• _How to complete this task_:
Write out all of the data exactly as it appears.

Start of Data shown

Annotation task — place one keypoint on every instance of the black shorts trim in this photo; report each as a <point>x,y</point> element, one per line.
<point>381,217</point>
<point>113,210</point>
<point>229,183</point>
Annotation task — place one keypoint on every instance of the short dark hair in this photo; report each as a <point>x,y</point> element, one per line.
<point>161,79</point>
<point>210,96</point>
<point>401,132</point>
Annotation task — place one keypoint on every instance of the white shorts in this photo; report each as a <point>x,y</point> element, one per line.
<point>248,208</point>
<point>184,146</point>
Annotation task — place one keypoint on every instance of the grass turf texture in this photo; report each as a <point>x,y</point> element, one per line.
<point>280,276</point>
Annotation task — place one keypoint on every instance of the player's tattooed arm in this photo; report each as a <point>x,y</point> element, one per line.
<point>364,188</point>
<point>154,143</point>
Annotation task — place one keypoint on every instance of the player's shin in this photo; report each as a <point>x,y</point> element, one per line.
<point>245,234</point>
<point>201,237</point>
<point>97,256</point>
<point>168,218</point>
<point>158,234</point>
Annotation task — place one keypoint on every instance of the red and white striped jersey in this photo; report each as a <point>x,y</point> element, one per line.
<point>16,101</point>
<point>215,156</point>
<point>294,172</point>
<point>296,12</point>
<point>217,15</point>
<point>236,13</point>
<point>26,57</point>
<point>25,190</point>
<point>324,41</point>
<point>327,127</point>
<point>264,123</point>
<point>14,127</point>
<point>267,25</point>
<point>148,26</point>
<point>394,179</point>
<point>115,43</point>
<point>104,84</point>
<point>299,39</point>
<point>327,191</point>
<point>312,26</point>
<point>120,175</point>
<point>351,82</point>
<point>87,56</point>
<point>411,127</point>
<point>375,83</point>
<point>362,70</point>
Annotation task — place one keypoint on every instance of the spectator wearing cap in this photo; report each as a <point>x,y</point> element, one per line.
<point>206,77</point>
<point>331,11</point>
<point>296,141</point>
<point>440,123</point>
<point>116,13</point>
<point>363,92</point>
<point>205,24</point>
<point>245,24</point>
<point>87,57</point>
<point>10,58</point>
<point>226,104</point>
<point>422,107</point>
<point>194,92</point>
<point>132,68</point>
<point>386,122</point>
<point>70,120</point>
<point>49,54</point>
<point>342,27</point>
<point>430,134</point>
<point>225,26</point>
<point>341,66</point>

End of Data shown

• _The completed task_:
Annotation task — place one keypoint on every instance of the black shorts trim in this photo; report each as a <point>x,y</point> element, one per line.
<point>381,217</point>
<point>113,210</point>
<point>229,183</point>
Annotation task — place one keypoint on every instance of the short dark hair in this photo; report each as a <point>x,y</point> element, one per line.
<point>161,79</point>
<point>210,96</point>
<point>401,132</point>
Annotation task — place one keypoint on every instance of the white shorts in this photo; report each as a <point>x,y</point> element, one per line.
<point>248,208</point>
<point>184,146</point>
Annotation task — place one keypoint on every instance of the grass turf texture in this photo; report each as a <point>x,y</point> element, one per line.
<point>280,276</point>
Annotation task — place one keypoint on every instance of the player's tattooed arm in this photo; report each as a <point>x,y</point> element, one per line.
<point>364,188</point>
<point>154,143</point>
Annotation task — place one keypoint on every instance of the player's shin in this photo; report each as a <point>x,y</point> element, one per line.
<point>245,234</point>
<point>201,237</point>
<point>97,256</point>
<point>168,218</point>
<point>158,234</point>
Annotation task — place one keypoint on every instance of the red and white striped jersey in this photo; report each as a <point>x,y</point> element, one per line.
<point>16,101</point>
<point>215,156</point>
<point>294,172</point>
<point>296,12</point>
<point>217,15</point>
<point>236,13</point>
<point>26,57</point>
<point>25,190</point>
<point>324,41</point>
<point>327,127</point>
<point>264,123</point>
<point>14,127</point>
<point>267,25</point>
<point>148,26</point>
<point>394,179</point>
<point>115,43</point>
<point>104,84</point>
<point>299,39</point>
<point>327,191</point>
<point>312,26</point>
<point>120,175</point>
<point>351,82</point>
<point>87,56</point>
<point>411,127</point>
<point>375,83</point>
<point>362,70</point>
Annotation task — place one keypoint on every instance of the spectator wearing cap in this photo; report each as a <point>x,y</point> element, one per line.
<point>206,77</point>
<point>331,11</point>
<point>296,141</point>
<point>440,123</point>
<point>116,13</point>
<point>363,92</point>
<point>205,24</point>
<point>245,24</point>
<point>87,57</point>
<point>10,58</point>
<point>226,104</point>
<point>422,107</point>
<point>194,92</point>
<point>132,68</point>
<point>386,122</point>
<point>70,120</point>
<point>49,54</point>
<point>342,27</point>
<point>430,134</point>
<point>225,26</point>
<point>341,66</point>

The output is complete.